* **TASK**:
Please rewrite the lines of the listing below, from the line containing "the young woman" through the last line of the listing, inclusive, as a numbered list with blank lines left out.

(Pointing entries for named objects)

--- Start ---

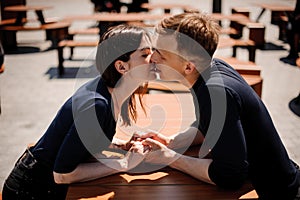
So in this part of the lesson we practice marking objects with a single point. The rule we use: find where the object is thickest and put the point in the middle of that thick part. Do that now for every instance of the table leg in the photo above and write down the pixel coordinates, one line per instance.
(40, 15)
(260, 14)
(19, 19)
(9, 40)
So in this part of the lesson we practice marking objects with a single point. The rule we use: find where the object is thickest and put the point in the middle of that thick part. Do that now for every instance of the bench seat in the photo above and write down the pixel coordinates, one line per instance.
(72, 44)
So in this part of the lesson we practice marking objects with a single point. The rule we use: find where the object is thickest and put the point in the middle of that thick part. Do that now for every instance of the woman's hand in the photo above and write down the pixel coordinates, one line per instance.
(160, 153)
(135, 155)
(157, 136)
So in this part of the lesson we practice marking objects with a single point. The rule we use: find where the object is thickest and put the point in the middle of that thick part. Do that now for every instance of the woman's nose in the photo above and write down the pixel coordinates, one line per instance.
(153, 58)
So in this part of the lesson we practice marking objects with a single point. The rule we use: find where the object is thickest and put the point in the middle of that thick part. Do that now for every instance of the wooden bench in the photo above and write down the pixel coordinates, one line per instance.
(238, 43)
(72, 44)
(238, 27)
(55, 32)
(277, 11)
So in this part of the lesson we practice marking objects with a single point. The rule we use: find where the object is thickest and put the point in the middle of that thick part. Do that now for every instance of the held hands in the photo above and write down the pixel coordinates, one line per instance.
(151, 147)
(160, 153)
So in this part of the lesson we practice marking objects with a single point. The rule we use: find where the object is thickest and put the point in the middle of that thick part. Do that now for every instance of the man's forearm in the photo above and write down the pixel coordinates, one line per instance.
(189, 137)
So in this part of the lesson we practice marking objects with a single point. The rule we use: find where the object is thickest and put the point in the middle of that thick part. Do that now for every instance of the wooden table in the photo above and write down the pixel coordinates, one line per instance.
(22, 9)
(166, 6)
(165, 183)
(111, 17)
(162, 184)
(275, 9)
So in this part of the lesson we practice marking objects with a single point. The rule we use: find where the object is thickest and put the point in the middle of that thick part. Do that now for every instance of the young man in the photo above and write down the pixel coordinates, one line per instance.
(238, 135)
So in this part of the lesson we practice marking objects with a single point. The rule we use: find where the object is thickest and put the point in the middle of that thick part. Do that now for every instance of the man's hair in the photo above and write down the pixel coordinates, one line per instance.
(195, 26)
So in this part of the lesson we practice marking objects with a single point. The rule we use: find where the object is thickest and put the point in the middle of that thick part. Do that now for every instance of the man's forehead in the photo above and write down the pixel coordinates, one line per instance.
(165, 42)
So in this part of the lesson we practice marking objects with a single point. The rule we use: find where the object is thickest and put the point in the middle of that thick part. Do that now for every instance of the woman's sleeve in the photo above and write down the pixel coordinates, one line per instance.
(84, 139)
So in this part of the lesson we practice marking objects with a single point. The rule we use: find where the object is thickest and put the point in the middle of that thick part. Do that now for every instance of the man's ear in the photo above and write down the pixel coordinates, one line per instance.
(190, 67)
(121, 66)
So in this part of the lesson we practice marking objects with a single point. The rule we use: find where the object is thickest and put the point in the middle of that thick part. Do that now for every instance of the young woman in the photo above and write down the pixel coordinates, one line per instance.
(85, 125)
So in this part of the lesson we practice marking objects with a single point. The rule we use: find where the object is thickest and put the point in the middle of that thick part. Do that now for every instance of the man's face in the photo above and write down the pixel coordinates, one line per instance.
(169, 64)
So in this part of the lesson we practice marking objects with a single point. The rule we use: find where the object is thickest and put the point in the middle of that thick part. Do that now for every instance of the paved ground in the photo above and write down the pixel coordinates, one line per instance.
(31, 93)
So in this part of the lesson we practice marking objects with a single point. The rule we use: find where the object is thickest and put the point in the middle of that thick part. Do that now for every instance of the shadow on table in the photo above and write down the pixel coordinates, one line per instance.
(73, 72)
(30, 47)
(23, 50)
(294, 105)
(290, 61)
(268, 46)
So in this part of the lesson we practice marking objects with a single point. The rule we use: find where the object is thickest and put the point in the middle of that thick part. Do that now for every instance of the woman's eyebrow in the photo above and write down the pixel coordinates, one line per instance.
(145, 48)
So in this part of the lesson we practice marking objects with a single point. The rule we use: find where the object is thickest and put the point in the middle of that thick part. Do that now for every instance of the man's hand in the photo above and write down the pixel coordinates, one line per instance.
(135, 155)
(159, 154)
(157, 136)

--- End ---

* **RESPONSE TO THE EXERCISE**:
1. So in this part of the lesson we practice marking objects with a single point. The rule we use: find where the object is thickest and put the point in the middle of that thick part. Do that now for every instance of the young woman in the photo above and write down the pixel coordinates, one line per instance.
2. (85, 125)
3. So in this part of the lesson we practice marking objects with a single point. The rule we use: find where the object is thickest and put the point in the middle of that thick part. Do that now for every instance of the man's face in the photo above and write down the pixel coordinates, one line per instance.
4. (169, 64)
5. So in this part of the lesson we practice marking objects with a single point. The rule we use: find where the object is thickest and put the point in the middle of that thick part. Do that now for every instance of the paved ground in the photo above and write down the pixel coordinates, one line per instance.
6. (31, 93)
7. So in this part of the lesson we practice marking objects with a single point. The rule we use: find where the object is thickest and put the point in the middle of that thick part. Do that now for every instance of the shadow on table in the photo above and write down the pixel coordinates, one line per instance.
8. (73, 72)
9. (30, 47)
10. (23, 50)
11. (294, 105)
12. (290, 61)
13. (268, 46)
14. So in this part of the lesson we practice marking objects with a single point. The rule we use: find where the object is thickest and put the point in the middle of that thick part. Do that now for every instance of the woman's eyebrow in the photo above and write down the pixel coordinates, one line per instance.
15. (145, 48)
16. So in this part of the lesson we practice marking objects with a single point. The rule we use: find where the object is thickest and put the point in the middle of that thick part. Do that now for every instance of the man's hand in the photo above and write down the pixel coordinates, one line per instance.
17. (135, 155)
18. (159, 154)
19. (157, 136)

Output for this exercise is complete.